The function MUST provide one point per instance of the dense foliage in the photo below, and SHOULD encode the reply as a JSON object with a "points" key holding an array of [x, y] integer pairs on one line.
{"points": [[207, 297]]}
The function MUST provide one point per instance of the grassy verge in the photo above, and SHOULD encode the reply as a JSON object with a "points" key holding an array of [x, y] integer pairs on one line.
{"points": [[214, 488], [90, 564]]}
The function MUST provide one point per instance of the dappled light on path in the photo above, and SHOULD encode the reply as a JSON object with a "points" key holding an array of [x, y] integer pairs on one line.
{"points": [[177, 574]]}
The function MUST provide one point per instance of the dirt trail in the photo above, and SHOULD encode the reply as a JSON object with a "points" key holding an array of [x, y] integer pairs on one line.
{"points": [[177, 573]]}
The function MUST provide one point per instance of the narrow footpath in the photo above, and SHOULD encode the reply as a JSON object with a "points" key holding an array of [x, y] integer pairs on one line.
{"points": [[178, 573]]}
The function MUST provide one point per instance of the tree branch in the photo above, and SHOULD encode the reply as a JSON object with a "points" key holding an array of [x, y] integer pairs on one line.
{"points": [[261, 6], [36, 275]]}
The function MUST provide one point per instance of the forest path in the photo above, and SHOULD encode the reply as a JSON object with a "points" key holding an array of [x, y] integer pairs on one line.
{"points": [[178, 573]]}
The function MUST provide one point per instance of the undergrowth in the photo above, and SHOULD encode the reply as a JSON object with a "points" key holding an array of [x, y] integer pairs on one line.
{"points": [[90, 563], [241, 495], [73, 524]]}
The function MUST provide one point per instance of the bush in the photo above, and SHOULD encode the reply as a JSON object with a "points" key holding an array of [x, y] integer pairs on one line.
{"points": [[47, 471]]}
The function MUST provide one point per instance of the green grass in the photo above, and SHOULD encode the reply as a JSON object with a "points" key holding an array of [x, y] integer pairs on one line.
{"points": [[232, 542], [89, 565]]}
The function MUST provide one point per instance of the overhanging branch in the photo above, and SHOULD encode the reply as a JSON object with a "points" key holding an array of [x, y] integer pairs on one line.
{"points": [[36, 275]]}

▬▬▬▬▬▬

### INSTRUCTIONS FOR THE TASK
Repeat the data above exactly.

### SOLUTION BELOW
The function MUST provide one point per instance of the dense foliage in the photo below, and SHOULD encode the reply as a JSON object with a "points" key holding an array of [x, y] integer pairs on one line.
{"points": [[207, 297]]}
The function MUST provide one point per instance of the grassy verge in the photo above, and SHOULD encode the reply as a JSON object with a "points" key holding an array of [x, y] integer pairs on one line.
{"points": [[214, 488], [90, 564]]}
The function MUST provide one point per instance of the dappled light on path in the photo above, and SHOULD encode the reply as a JSON object with a "points" key holding an array of [x, y] integer pairs on one line.
{"points": [[177, 574]]}
The function MUST provide one point per instance of the dirt trail in the photo above, and SHOULD encode the reply as a JSON object with a "points" key holding an array of [x, y] integer pairs on one line.
{"points": [[177, 573]]}
The function MUST provide one point per instance of the narrow footpath in the photo above, and SHOULD encode the reply as a JSON object with a "points" key holding an array of [x, y] integer pairs on one line.
{"points": [[178, 573]]}
The function MUST provide one point per instance of the tree branch in the photo above, and SHOULD encode the reply as a JSON object with a "points" key holding an array of [x, y] integer pairs on one line.
{"points": [[261, 6], [36, 275]]}
The function MUST provide one point per instance of the forest path in the photo above, and SHOULD encode the reply as a JSON object with a "points" key holding an array of [x, y] integer pairs on one line.
{"points": [[178, 573]]}
The function MUST provide one point per instance of the undergrowth in the photo above, and SHOULD encode the reply as a JSON object with a "points" key holding an array of [x, y] integer pairs on one line.
{"points": [[90, 563], [241, 495], [73, 524]]}
The function MUST provide one point per instance of the bush in the photo above, and SHOULD encode the reply as a JSON object with a "points" key holding an array of [x, y] integer pairs on one line.
{"points": [[47, 471]]}
The function MUST provide one point per instance of the green grass in the photo above, and SHOULD encode the reply as a JSON object with a "points" key holding an array of [x, y] integer pairs on one line.
{"points": [[232, 542], [89, 565]]}
The function MUST provide one point per instance of the overhanging branch in the photo above, and SHOULD encode the reply as a JSON object with a "points" key holding an array of [x, y] integer pairs on one line.
{"points": [[36, 275]]}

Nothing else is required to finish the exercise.